> [WHAT TO DO] The answer must consist of every line below that holds the word "pixel".

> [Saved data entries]
- Opening Delimiter -

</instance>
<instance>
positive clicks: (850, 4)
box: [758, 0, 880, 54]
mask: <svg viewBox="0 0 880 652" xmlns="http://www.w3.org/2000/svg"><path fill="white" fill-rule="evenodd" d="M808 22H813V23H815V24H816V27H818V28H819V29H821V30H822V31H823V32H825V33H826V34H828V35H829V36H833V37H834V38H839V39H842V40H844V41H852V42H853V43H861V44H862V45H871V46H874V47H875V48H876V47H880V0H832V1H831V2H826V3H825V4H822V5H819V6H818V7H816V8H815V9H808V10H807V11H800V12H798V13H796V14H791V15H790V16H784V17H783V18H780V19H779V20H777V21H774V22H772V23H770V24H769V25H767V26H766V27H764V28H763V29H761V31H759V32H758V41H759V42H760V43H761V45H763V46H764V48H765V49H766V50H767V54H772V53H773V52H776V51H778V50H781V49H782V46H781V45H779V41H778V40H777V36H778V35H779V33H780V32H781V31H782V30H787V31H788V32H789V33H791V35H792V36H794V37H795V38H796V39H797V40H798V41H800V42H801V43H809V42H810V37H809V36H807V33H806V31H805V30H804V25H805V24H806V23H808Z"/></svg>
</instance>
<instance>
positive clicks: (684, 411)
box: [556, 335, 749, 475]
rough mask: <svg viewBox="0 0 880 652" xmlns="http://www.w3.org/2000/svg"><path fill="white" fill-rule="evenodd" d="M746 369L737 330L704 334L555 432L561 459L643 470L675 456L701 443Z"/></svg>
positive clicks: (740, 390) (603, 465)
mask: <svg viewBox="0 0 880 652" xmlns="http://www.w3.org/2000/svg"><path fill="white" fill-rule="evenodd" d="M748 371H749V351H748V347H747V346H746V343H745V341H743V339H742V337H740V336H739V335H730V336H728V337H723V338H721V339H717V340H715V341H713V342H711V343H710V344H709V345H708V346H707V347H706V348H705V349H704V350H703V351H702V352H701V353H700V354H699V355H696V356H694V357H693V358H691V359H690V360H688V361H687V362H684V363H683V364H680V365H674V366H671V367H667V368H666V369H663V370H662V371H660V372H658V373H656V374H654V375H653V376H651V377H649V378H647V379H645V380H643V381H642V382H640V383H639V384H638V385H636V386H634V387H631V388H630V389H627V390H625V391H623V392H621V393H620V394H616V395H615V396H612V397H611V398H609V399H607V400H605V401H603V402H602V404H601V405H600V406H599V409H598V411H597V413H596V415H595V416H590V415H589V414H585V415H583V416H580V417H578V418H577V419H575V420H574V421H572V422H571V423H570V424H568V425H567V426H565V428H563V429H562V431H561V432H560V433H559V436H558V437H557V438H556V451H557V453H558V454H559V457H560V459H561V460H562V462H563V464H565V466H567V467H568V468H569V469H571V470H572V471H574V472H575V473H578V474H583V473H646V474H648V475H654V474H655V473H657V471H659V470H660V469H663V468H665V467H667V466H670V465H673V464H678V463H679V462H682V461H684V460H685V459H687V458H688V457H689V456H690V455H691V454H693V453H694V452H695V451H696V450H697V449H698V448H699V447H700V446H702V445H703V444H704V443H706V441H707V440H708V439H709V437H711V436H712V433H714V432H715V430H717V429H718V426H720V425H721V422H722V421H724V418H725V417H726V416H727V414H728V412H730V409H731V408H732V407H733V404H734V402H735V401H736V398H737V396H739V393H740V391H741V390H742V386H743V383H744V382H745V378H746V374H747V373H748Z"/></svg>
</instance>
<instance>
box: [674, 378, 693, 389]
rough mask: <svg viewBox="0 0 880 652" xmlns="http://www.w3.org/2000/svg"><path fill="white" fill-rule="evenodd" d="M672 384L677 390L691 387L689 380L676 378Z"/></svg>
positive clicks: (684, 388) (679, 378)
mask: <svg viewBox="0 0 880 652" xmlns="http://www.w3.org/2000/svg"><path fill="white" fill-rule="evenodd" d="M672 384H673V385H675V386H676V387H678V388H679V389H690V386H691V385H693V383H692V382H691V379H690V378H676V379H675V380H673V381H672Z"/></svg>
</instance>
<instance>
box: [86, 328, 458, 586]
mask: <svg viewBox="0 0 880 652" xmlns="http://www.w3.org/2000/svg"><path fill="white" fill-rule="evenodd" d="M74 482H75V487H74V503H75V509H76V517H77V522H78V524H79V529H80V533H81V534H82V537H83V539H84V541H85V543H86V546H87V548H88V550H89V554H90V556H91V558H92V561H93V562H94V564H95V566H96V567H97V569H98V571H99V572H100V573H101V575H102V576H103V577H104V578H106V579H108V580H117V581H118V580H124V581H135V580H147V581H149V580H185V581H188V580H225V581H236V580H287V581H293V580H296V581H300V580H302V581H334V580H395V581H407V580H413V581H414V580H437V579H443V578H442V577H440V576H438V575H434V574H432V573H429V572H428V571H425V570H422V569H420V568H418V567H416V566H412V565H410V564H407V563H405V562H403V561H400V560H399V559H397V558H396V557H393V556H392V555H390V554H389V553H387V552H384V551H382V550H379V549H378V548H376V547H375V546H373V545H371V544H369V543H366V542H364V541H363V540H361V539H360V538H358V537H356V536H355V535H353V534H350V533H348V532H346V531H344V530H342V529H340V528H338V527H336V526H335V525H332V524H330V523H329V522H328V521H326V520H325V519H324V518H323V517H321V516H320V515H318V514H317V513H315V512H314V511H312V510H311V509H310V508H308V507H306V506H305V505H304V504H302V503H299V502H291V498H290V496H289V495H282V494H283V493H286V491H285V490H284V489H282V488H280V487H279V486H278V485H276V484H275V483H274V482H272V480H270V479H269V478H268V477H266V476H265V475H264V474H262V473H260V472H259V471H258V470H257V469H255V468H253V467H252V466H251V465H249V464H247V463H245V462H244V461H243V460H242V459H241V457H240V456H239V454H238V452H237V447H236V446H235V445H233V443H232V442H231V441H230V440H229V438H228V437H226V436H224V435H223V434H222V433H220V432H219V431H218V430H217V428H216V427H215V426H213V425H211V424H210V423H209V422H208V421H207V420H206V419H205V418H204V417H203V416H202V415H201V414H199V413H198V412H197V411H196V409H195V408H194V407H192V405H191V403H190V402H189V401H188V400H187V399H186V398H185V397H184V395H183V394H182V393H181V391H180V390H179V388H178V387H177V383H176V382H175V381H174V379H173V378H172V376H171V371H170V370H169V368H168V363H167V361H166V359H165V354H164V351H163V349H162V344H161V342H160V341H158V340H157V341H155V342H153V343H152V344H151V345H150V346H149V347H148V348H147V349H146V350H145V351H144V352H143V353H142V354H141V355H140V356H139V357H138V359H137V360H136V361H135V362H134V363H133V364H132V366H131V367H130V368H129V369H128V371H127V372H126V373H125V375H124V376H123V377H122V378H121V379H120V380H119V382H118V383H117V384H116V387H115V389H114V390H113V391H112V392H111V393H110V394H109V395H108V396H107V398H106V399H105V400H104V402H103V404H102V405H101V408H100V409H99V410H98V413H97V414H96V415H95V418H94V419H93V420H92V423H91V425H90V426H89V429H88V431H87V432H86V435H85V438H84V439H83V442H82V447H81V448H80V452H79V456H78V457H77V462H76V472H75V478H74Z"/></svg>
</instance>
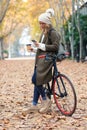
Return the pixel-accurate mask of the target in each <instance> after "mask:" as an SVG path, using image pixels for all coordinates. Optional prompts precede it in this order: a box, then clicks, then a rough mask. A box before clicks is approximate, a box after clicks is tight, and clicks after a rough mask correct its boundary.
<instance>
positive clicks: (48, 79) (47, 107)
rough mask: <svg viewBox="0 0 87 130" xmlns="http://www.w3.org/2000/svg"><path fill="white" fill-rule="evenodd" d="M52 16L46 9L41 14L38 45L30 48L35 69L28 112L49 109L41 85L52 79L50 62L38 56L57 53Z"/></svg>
mask: <svg viewBox="0 0 87 130" xmlns="http://www.w3.org/2000/svg"><path fill="white" fill-rule="evenodd" d="M53 16H54V10H53V9H48V10H47V11H46V12H45V13H42V14H41V15H40V16H39V18H38V21H39V25H40V29H41V30H42V34H41V37H40V41H39V43H38V42H36V43H35V46H36V47H34V46H31V49H30V50H31V51H34V52H36V59H35V68H34V74H33V77H32V82H33V83H34V95H33V105H32V106H31V107H30V108H29V109H28V112H35V111H39V112H40V113H45V112H47V111H48V110H49V108H50V107H51V101H50V100H47V98H46V95H45V91H44V87H43V85H44V84H46V83H48V82H49V81H51V79H52V65H53V63H52V61H50V62H48V61H46V60H45V58H42V59H39V58H38V57H39V56H40V55H46V54H51V55H52V54H56V53H57V52H58V47H59V41H60V36H59V34H58V33H57V32H56V31H55V30H54V29H53V27H52V23H51V18H52V17H53ZM50 30H51V36H50V37H51V40H50V39H49V32H50ZM40 95H41V97H42V105H41V107H40V108H39V107H38V105H37V104H38V99H39V96H40Z"/></svg>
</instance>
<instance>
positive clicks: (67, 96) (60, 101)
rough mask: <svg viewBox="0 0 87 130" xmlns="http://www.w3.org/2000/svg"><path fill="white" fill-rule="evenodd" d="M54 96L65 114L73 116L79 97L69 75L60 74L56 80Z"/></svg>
mask: <svg viewBox="0 0 87 130" xmlns="http://www.w3.org/2000/svg"><path fill="white" fill-rule="evenodd" d="M53 96H54V100H55V102H56V105H57V107H58V109H59V110H60V111H61V113H62V114H63V115H66V116H71V115H72V114H73V113H74V112H75V109H76V104H77V98H76V93H75V89H74V86H73V84H72V83H71V81H70V80H69V78H68V77H67V76H65V75H64V74H59V76H58V77H57V78H55V80H54V84H53Z"/></svg>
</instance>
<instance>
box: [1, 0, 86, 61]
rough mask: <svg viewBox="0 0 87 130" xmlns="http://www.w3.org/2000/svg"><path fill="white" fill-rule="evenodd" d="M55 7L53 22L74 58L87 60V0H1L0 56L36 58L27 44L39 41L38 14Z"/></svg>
mask: <svg viewBox="0 0 87 130" xmlns="http://www.w3.org/2000/svg"><path fill="white" fill-rule="evenodd" d="M48 8H53V9H54V11H55V18H54V19H53V21H52V22H53V25H54V27H55V29H56V30H57V31H58V32H59V33H60V35H61V42H62V43H63V44H64V46H65V49H66V50H67V51H68V52H69V53H70V58H71V59H72V60H76V61H77V62H79V61H85V60H87V0H33V1H32V0H0V59H5V58H15V57H33V56H35V54H34V53H32V52H28V51H27V48H26V45H27V44H29V43H31V40H32V39H35V40H38V39H39V36H40V29H39V24H38V16H39V15H40V14H41V13H43V12H45V10H46V9H48Z"/></svg>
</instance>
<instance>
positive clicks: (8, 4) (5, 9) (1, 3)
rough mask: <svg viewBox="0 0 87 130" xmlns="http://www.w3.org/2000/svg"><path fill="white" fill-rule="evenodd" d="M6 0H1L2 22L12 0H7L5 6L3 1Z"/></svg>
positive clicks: (1, 18) (0, 12)
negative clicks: (7, 9)
mask: <svg viewBox="0 0 87 130" xmlns="http://www.w3.org/2000/svg"><path fill="white" fill-rule="evenodd" d="M3 2H4V1H3V0H1V1H0V8H1V9H0V23H1V22H2V20H3V19H4V17H5V14H6V11H7V9H8V6H9V2H10V0H6V2H5V4H4V7H2V3H3Z"/></svg>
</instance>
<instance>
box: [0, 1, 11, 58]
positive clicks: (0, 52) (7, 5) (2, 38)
mask: <svg viewBox="0 0 87 130" xmlns="http://www.w3.org/2000/svg"><path fill="white" fill-rule="evenodd" d="M9 2H10V0H1V1H0V24H1V23H2V21H3V19H4V17H5V15H6V12H7V9H8V6H9ZM0 58H1V59H3V37H0Z"/></svg>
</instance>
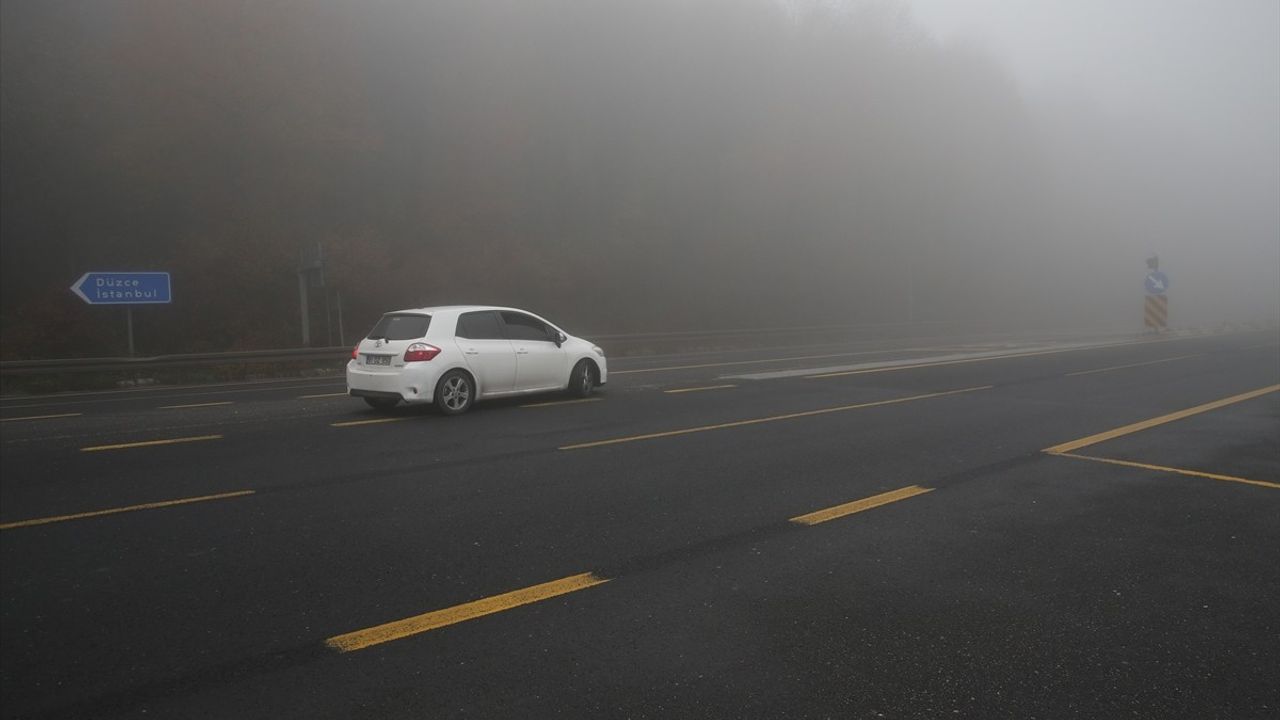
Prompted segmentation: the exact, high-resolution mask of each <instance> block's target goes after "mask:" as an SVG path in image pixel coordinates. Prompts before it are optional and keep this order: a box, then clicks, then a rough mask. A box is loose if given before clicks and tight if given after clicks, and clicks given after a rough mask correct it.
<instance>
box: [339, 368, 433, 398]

- Closing Delimiter -

> [RESPONSE BOX]
Return the pixel-accurate mask of the target in each <instance> after "mask:" as an SVG path, using image pixels for all coordinates. Optional prompts precede it in this order: a box, then clicks, then a rough mask. A box before clicks is approximate, a box after clicks is tight, and clicks after a rough mask correct its boundary.
Prompted segmentation: the exact, high-resolution mask of each <instance> block's target goes after "mask:" as an SVG path in image pixel coordinates. Prompts before it are optional and keep this order: a box, then clicks, then a rough mask. A box is loose if given before clicks and tight if given after clicks, and clicks given after a rough mask correct it.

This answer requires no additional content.